=== What you are asked to do ===
Render every line of the listing below as a Markdown table with the columns Number and Line, leaving out any blank lines.

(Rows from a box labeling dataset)
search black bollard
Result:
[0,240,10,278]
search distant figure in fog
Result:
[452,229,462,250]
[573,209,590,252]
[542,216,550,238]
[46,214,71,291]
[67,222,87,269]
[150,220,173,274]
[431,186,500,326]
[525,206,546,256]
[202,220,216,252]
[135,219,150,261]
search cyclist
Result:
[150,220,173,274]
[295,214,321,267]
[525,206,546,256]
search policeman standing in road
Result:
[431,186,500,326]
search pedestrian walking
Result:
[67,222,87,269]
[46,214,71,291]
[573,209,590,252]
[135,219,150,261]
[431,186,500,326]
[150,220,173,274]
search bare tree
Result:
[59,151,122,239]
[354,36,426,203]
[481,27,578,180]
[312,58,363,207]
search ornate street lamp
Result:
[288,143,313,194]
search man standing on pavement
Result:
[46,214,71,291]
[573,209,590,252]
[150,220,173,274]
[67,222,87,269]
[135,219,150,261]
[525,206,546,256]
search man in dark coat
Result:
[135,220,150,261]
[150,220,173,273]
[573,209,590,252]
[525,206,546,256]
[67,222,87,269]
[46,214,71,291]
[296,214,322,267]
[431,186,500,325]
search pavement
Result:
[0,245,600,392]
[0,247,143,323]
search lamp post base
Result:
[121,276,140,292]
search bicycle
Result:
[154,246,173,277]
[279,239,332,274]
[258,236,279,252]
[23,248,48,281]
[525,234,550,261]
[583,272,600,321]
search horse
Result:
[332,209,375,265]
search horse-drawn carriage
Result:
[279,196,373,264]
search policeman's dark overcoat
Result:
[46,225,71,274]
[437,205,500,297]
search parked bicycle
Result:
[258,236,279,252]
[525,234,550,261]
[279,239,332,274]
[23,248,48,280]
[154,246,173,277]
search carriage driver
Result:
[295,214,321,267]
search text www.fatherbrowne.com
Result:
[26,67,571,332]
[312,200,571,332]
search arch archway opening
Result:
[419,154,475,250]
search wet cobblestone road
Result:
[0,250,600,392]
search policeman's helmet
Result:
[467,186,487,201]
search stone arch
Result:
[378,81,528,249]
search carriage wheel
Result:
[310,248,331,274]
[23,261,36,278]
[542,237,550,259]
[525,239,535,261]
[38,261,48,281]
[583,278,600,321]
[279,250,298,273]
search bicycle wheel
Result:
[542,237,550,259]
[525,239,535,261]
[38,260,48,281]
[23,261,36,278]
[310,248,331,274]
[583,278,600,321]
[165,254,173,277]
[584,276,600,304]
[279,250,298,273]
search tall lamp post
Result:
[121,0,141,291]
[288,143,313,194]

=== Full answer ===
| Number | Line |
|---|---|
| 1 | search black bollard |
| 2 | Result: |
| 3 | [0,240,10,278] |
| 4 | search distant figure in fog |
| 5 | Result: |
| 6 | [452,229,462,250] |
| 7 | [573,209,590,252] |
| 8 | [542,216,550,238] |
| 9 | [46,214,71,291] |
| 10 | [67,222,87,269] |
| 11 | [150,220,173,274] |
| 12 | [431,186,500,326] |
| 13 | [525,206,546,256] |
| 14 | [202,220,216,252] |
| 15 | [135,219,150,261] |
| 16 | search cyclist |
| 17 | Result: |
| 18 | [150,220,173,274] |
| 19 | [295,214,321,267] |
| 20 | [525,206,546,256] |
| 21 | search policeman standing in road |
| 22 | Result: |
| 23 | [431,186,500,326] |
| 24 | search pedestrian walking |
| 25 | Result: |
| 26 | [67,222,87,269] |
| 27 | [46,214,71,291] |
| 28 | [573,209,590,252] |
| 29 | [135,219,150,261] |
| 30 | [431,186,500,326] |
| 31 | [150,220,173,274] |
| 32 | search bare tree |
| 33 | Result: |
| 34 | [59,151,122,239] |
| 35 | [354,36,426,203] |
| 36 | [481,27,578,180] |
| 37 | [312,58,363,207] |
| 38 | search ornate street lamp |
| 39 | Result: |
| 40 | [288,143,313,194] |
| 41 | search man standing on pavement |
| 42 | Result: |
| 43 | [46,214,71,291] |
| 44 | [573,209,590,252] |
| 45 | [150,220,173,274] |
| 46 | [67,222,87,269] |
| 47 | [135,219,150,261] |
| 48 | [525,206,546,256] |
| 49 | search man in dark coat |
| 50 | Result: |
| 51 | [135,220,150,261] |
| 52 | [150,220,173,273] |
| 53 | [573,209,590,252] |
| 54 | [525,206,546,256] |
| 55 | [67,222,87,269] |
| 56 | [46,214,71,291] |
| 57 | [296,214,322,267] |
| 58 | [431,186,500,325] |
| 59 | search pavement |
| 60 | Result: |
| 61 | [0,245,600,392] |
| 62 | [0,247,143,323] |
| 63 | search lamp post base |
| 64 | Result: |
| 65 | [121,276,140,292] |
| 66 | search bicycle |
| 67 | Result: |
| 68 | [154,246,173,277] |
| 69 | [279,239,332,274] |
| 70 | [258,236,279,252] |
| 71 | [23,248,48,281] |
| 72 | [525,234,550,261] |
| 73 | [583,272,600,321] |
| 74 | search horse |
| 75 | Result: |
| 76 | [332,209,375,265] |
| 77 | search horse-drawn carriage |
| 78 | Result: |
| 79 | [279,196,373,264] |
| 80 | search policeman's dark overcoat |
| 81 | Result: |
| 82 | [46,225,71,274] |
| 83 | [437,205,500,297] |
| 84 | search parked bicycle |
| 85 | Result: |
| 86 | [258,236,279,252] |
| 87 | [525,234,550,261] |
| 88 | [279,239,332,274] |
| 89 | [23,248,48,280] |
| 90 | [154,246,173,277] |
| 91 | search carriage driver |
| 92 | Result: |
| 93 | [295,214,321,267] |
| 94 | search text www.fatherbrowne.com |
| 95 | Result: |
| 96 | [26,67,571,332] |
| 97 | [312,200,571,332] |
| 98 | search arch archway opening |
| 99 | Result: |
| 100 | [419,154,475,250] |
| 101 | search wet cobblestone road |
| 102 | Result: |
| 103 | [0,250,600,392] |
| 104 | search policeman's helmet |
| 105 | Result: |
| 106 | [467,186,487,201] |
| 107 | search stone arch |
| 108 | Result: |
| 109 | [378,81,528,249] |
| 110 | search carriage wheel |
| 111 | Result: |
| 112 | [310,248,331,274] |
| 113 | [23,261,36,278] |
| 114 | [542,237,550,259] |
| 115 | [525,239,535,261] |
| 116 | [38,261,48,281] |
| 117 | [583,278,600,321] |
| 118 | [279,250,298,273] |
| 119 | search bicycle wheel |
| 120 | Result: |
| 121 | [542,237,550,259] |
| 122 | [525,239,535,261] |
| 123 | [38,260,48,281] |
| 124 | [23,261,36,278] |
| 125 | [310,248,331,274] |
| 126 | [583,278,600,321] |
| 127 | [165,254,173,277] |
| 128 | [584,276,600,304] |
| 129 | [279,250,298,273] |
| 130 | search tall lamp post |
| 131 | Result: |
| 132 | [121,0,141,291] |
| 133 | [288,143,313,194] |